● **Exercise details**:
How many lines in the rows below contain the word "wolf"? Reply with the number alone.

● **Data excerpts**:
--- Begin ---

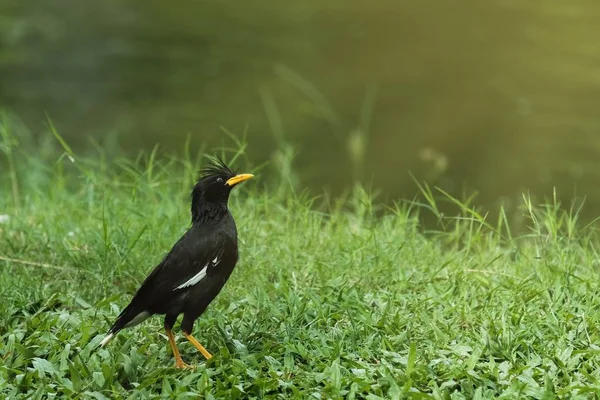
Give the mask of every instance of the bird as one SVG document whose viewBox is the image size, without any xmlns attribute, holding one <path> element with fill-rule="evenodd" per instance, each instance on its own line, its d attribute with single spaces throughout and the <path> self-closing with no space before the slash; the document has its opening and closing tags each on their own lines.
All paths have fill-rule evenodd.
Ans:
<svg viewBox="0 0 600 400">
<path fill-rule="evenodd" d="M 183 314 L 183 335 L 209 360 L 212 355 L 192 336 L 194 322 L 219 294 L 238 261 L 237 228 L 229 211 L 231 190 L 253 178 L 234 173 L 220 157 L 211 157 L 191 191 L 191 226 L 154 267 L 98 347 L 122 329 L 154 314 L 165 315 L 164 329 L 176 368 L 189 368 L 175 343 L 173 325 Z"/>
</svg>

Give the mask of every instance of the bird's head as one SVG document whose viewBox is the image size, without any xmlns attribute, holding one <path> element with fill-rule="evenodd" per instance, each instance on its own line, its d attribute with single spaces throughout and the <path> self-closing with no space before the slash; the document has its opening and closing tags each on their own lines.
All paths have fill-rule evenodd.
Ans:
<svg viewBox="0 0 600 400">
<path fill-rule="evenodd" d="M 201 171 L 192 190 L 192 222 L 227 212 L 231 189 L 252 178 L 252 174 L 237 174 L 220 158 L 211 160 Z"/>
</svg>

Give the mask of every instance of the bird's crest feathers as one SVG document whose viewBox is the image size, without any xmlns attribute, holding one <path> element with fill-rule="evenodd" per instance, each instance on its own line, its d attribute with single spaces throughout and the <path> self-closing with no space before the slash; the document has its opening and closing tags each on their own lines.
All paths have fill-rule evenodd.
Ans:
<svg viewBox="0 0 600 400">
<path fill-rule="evenodd" d="M 216 175 L 235 176 L 235 171 L 232 171 L 221 157 L 211 157 L 209 162 L 200 170 L 199 179 L 208 178 Z"/>
</svg>

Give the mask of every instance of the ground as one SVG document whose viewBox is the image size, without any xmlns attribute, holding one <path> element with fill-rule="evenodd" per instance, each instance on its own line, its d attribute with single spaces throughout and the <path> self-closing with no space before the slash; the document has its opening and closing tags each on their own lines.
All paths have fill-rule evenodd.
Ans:
<svg viewBox="0 0 600 400">
<path fill-rule="evenodd" d="M 594 398 L 598 240 L 577 210 L 523 200 L 528 228 L 443 193 L 378 205 L 257 179 L 230 202 L 240 262 L 194 334 L 155 316 L 94 350 L 189 226 L 199 164 L 70 152 L 0 172 L 0 396 Z M 9 157 L 11 159 L 11 157 Z M 240 159 L 236 164 L 242 164 Z M 244 171 L 256 172 L 256 171 Z M 423 214 L 439 224 L 425 228 Z"/>
</svg>

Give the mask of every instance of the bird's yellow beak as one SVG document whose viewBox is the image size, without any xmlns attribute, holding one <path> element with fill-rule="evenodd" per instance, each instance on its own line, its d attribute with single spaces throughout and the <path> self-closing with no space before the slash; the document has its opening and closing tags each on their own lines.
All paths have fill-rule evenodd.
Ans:
<svg viewBox="0 0 600 400">
<path fill-rule="evenodd" d="M 227 184 L 229 186 L 235 186 L 238 183 L 242 183 L 253 177 L 254 177 L 254 175 L 252 175 L 252 174 L 239 174 L 239 175 L 234 176 L 233 178 L 229 178 L 227 180 L 227 182 L 225 182 L 225 184 Z"/>
</svg>

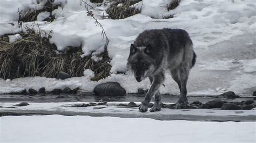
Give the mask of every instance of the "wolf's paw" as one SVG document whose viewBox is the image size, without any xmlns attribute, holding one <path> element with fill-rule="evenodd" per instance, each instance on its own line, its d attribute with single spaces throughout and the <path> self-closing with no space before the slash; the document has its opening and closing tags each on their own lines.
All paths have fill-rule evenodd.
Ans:
<svg viewBox="0 0 256 143">
<path fill-rule="evenodd" d="M 145 112 L 147 111 L 147 105 L 142 104 L 139 107 L 139 110 L 142 112 Z"/>
<path fill-rule="evenodd" d="M 188 102 L 187 101 L 187 98 L 186 99 L 179 99 L 175 105 L 176 109 L 183 109 L 188 105 Z"/>
<path fill-rule="evenodd" d="M 161 110 L 161 105 L 156 105 L 154 104 L 154 105 L 150 109 L 150 111 L 151 112 L 153 112 L 155 111 L 159 111 L 160 110 Z"/>
</svg>

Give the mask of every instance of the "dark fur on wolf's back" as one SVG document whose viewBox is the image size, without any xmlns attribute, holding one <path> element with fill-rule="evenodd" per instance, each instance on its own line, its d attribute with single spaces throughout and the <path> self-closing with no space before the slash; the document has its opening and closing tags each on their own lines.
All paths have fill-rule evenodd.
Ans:
<svg viewBox="0 0 256 143">
<path fill-rule="evenodd" d="M 138 82 L 149 77 L 152 84 L 139 110 L 147 111 L 149 102 L 154 95 L 154 104 L 150 111 L 160 111 L 159 88 L 164 82 L 166 70 L 171 72 L 180 89 L 181 96 L 176 109 L 188 104 L 186 82 L 196 58 L 193 43 L 185 30 L 163 28 L 146 30 L 140 33 L 131 45 L 127 62 L 128 68 L 133 71 Z"/>
</svg>

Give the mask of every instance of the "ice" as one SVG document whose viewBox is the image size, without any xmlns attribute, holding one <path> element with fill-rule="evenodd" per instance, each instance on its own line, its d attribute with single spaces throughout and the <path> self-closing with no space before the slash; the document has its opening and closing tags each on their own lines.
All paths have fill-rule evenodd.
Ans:
<svg viewBox="0 0 256 143">
<path fill-rule="evenodd" d="M 86 69 L 84 72 L 84 76 L 87 77 L 89 79 L 94 77 L 95 74 L 93 71 L 91 70 L 90 69 Z"/>
<path fill-rule="evenodd" d="M 43 11 L 40 12 L 37 15 L 37 20 L 39 22 L 42 22 L 50 16 L 50 12 Z"/>
<path fill-rule="evenodd" d="M 17 11 L 17 8 L 22 4 L 40 7 L 29 1 L 19 1 L 13 8 L 11 6 L 13 0 L 1 3 L 1 8 L 11 7 L 10 9 L 12 11 L 1 12 L 0 18 L 4 20 L 1 20 L 0 23 L 2 26 L 0 26 L 0 35 L 20 31 L 17 19 L 14 17 L 17 13 L 13 11 Z M 112 68 L 111 76 L 98 82 L 91 81 L 85 77 L 69 79 L 71 83 L 78 81 L 80 84 L 76 85 L 79 84 L 80 89 L 92 91 L 97 84 L 109 81 L 119 82 L 127 93 L 137 92 L 138 88 L 148 89 L 150 82 L 147 79 L 137 83 L 132 73 L 127 71 L 126 65 L 130 46 L 144 30 L 167 27 L 185 30 L 194 43 L 198 58 L 190 74 L 188 94 L 219 94 L 225 91 L 216 91 L 218 87 L 232 90 L 239 95 L 252 95 L 256 90 L 256 14 L 254 1 L 237 0 L 233 2 L 221 0 L 217 3 L 213 0 L 184 0 L 176 9 L 169 11 L 166 6 L 170 1 L 143 1 L 142 7 L 142 2 L 131 6 L 141 8 L 141 13 L 118 20 L 104 19 L 103 16 L 106 16 L 105 10 L 109 4 L 97 7 L 89 0 L 85 1 L 96 8 L 87 8 L 93 12 L 110 40 L 107 50 Z M 95 55 L 104 51 L 106 40 L 103 38 L 102 29 L 95 24 L 95 20 L 87 16 L 84 4 L 80 5 L 80 0 L 58 2 L 61 2 L 63 6 L 52 12 L 56 19 L 50 23 L 40 23 L 40 28 L 48 33 L 53 31 L 51 42 L 56 45 L 58 50 L 65 50 L 69 46 L 81 46 L 84 53 L 82 56 L 93 53 L 93 60 L 100 60 Z M 4 11 L 6 15 L 2 14 Z M 170 15 L 174 15 L 174 18 L 163 19 L 163 16 Z M 9 24 L 10 20 L 14 25 Z M 166 73 L 166 77 L 165 87 L 160 87 L 161 93 L 179 94 L 177 84 L 169 73 Z M 18 82 L 32 81 L 35 82 L 37 85 L 33 87 L 37 89 L 45 86 L 51 90 L 54 87 L 51 83 L 42 80 L 39 80 L 42 84 L 30 80 L 25 78 L 12 80 L 13 85 L 10 88 L 28 89 L 31 85 Z M 58 85 L 59 88 L 64 86 Z"/>
<path fill-rule="evenodd" d="M 255 122 L 49 115 L 5 116 L 0 123 L 3 143 L 256 141 Z"/>
<path fill-rule="evenodd" d="M 16 34 L 14 35 L 8 35 L 8 38 L 9 42 L 14 42 L 18 39 L 21 39 L 22 37 L 19 34 Z"/>
<path fill-rule="evenodd" d="M 242 64 L 242 68 L 244 72 L 256 72 L 256 59 L 241 60 L 238 62 Z"/>
</svg>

--- End ---

● **Result of this task**:
2